___ Given data ___

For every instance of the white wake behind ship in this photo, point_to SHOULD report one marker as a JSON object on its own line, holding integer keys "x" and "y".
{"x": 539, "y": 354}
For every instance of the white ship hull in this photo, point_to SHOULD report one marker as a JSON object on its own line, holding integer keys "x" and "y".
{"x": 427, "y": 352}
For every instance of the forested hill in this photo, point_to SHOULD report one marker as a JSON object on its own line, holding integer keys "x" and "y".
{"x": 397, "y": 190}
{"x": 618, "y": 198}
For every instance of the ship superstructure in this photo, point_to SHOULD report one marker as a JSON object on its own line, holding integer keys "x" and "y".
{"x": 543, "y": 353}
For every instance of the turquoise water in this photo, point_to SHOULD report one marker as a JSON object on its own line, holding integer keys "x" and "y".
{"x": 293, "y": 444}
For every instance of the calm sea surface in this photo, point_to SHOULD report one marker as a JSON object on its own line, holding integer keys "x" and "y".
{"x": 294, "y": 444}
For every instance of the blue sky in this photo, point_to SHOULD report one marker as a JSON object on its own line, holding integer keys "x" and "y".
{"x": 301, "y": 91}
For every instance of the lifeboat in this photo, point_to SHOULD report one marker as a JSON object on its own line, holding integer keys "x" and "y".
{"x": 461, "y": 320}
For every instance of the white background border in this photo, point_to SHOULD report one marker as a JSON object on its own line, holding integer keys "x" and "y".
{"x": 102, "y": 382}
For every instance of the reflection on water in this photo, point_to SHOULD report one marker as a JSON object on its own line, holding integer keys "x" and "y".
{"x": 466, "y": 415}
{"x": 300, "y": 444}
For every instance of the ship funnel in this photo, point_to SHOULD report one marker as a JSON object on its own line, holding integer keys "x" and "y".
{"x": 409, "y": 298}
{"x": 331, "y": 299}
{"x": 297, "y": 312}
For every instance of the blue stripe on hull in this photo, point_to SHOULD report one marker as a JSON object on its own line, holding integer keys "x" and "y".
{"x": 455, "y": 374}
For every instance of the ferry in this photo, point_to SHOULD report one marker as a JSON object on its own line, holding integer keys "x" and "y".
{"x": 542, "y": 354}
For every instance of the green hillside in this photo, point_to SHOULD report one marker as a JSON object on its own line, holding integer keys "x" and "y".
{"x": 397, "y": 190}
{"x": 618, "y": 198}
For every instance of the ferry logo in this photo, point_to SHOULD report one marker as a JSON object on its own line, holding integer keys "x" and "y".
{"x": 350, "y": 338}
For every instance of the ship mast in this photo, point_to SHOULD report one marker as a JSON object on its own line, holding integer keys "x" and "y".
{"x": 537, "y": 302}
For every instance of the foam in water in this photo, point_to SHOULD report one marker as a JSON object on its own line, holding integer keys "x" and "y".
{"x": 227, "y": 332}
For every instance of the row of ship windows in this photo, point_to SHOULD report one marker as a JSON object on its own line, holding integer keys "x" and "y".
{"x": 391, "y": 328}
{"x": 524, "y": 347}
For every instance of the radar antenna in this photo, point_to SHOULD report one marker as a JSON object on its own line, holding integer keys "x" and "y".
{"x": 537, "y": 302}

___

Recast the items above as a numbered list, omitting any blank lines.

- [Exercise response]:
1. For every instance of the white wake behind ship in this photo, point_to SHOULD report one marker as a JSON object on its own line, holding integer keys "x" and "y".
2. {"x": 539, "y": 354}
3. For every instance of the white ship hull in this photo, point_to SHOULD report one marker as a JSON object on its own line, holding integer keys "x" and "y".
4. {"x": 427, "y": 352}
5. For every instance of the forested hill in this photo, point_to SHOULD report one marker as a JSON object on its own line, holding integer keys "x" and "y".
6. {"x": 397, "y": 190}
7. {"x": 618, "y": 198}
8. For every instance of the ship superstructure in this photo, point_to SHOULD report one marker as a JSON object on its own line, holding integer keys "x" and "y".
9. {"x": 543, "y": 353}
10. For every instance of the turquoise water in this photo, point_to SHOULD report one marker as a JSON object on its own line, holding integer keys "x" and "y".
11. {"x": 293, "y": 444}
12. For every instance of the calm sea surface in this photo, point_to SHOULD report one marker as a JSON object on its own line, holding integer keys "x" and "y".
13. {"x": 294, "y": 444}
14. For every instance of the blue sky in this photo, point_to SHOULD report one marker as a JSON object on its own line, holding integer keys "x" and "y".
15. {"x": 301, "y": 91}
16. For every instance of the lifeboat in this photo, point_to SHOULD report one marker as a JSON object on its own line, holding integer keys "x" and "y".
17. {"x": 461, "y": 320}
18. For every instance of the white background border in this photo, point_to SHOULD report one marker as a JSON object on its own line, holding integer keys "x" and "y".
19. {"x": 102, "y": 382}
20. For every instance of the reflection on water in this photo, point_to SHOULD report one marker as a JSON object on its own line, holding integer keys "x" and "y".
21. {"x": 466, "y": 415}
22. {"x": 300, "y": 444}
23. For every instance of the ship funnel in this photo, point_to SHOULD report one marker as a JSON object on its own line, holding integer keys "x" and "y".
24. {"x": 409, "y": 298}
25. {"x": 331, "y": 299}
26. {"x": 297, "y": 312}
27. For every instance of the blue stripe on hull in this photo, point_to SHOULD report one marker as a JSON object on its own line, holding integer keys "x" and "y".
28. {"x": 455, "y": 374}
29. For every instance of the ferry in this photo, point_to SHOULD report one marker as a JSON object on its own line, holding integer keys "x" and "y".
30. {"x": 542, "y": 354}
31. For every instance of the green hillside in this photo, point_to SHOULD report one marker as a JSON object on its own line, holding integer keys "x" and "y".
32. {"x": 397, "y": 190}
33. {"x": 618, "y": 198}
34. For every instance of the ferry logo in this photo, point_to SHOULD report one marker as a JSON object on its own line, holding integer keys "x" and "y".
35. {"x": 350, "y": 338}
36. For every instance of the ship mast in this photo, point_to SHOULD report one marker as a JSON object on its own line, holding integer keys "x" and "y".
37. {"x": 537, "y": 302}
38. For every instance of the foam in water in this photo, point_to SHOULD report one marker as a JSON object on its own line, holding integer keys "x" and "y".
39. {"x": 227, "y": 332}
40. For every instance of the row of ship windows in this photo, point_to SHOULD report one marker as a JSON object on its own line, holding integer keys "x" and "y".
41. {"x": 391, "y": 328}
42. {"x": 524, "y": 347}
43. For every instance of the radar antenna in this photo, point_to SHOULD report one marker as a JSON object on its own line, holding integer keys "x" and "y".
44. {"x": 537, "y": 302}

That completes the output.